Your goal:
In the passage about Heenan below, rewrite the paragraph beginning "Heenan was too young" more briefly, keeping its main facts.

This is where Heenan trains almost every day. She works with a team of four coaches, led by coach Tatiana Perskaia, who previously coached Oksana Omelianchik to an all-around gold medal for the Soviet Union at the 1985 World Championships. And Perskaia sees potential in Heenan.
“She’s a very hard worker, and it paid off for her,” says Perskaia of Heenan’s bronze medal.
With the Athens Olympics three years away, Heenan is on the right track toward earning a coveted spot on the U.S. team. But Perskaia isn’t ready to put the Olympics on the list of goals just yet.
“I don’t go that far,” she says. “I’m not thinking about the Olympics. There are still three U.S. Championships before then.”
Heenan was too young and still at the junior level for the 2000 Olympics in Sydney. Amateur gymnastics requires athletes to be turning 16 or older during the year of competition at the senior level. Heenan will turn 16 on Nov. 26, so this year has been her first of eligibility.

Referring expression data based on photos:
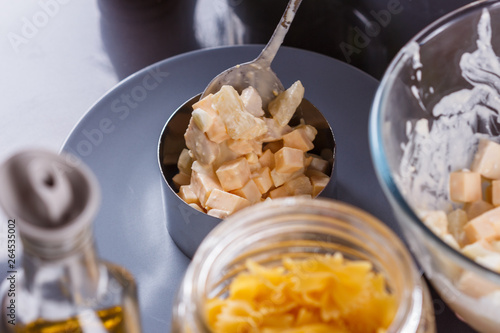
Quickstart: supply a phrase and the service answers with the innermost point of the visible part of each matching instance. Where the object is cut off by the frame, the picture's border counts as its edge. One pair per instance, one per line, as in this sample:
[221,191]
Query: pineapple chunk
[288,160]
[283,107]
[228,202]
[298,139]
[181,179]
[263,180]
[197,207]
[299,185]
[240,124]
[267,159]
[234,174]
[187,194]
[249,191]
[274,131]
[202,119]
[487,159]
[465,186]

Solution for this exercise:
Heenan was too young and still a junior for the 2000 Sydney Olympics. Senior-level amateur gymnasts must be turning 16 or older during the competition year. She turns 16 on Nov. 26, so this is her first eligible year.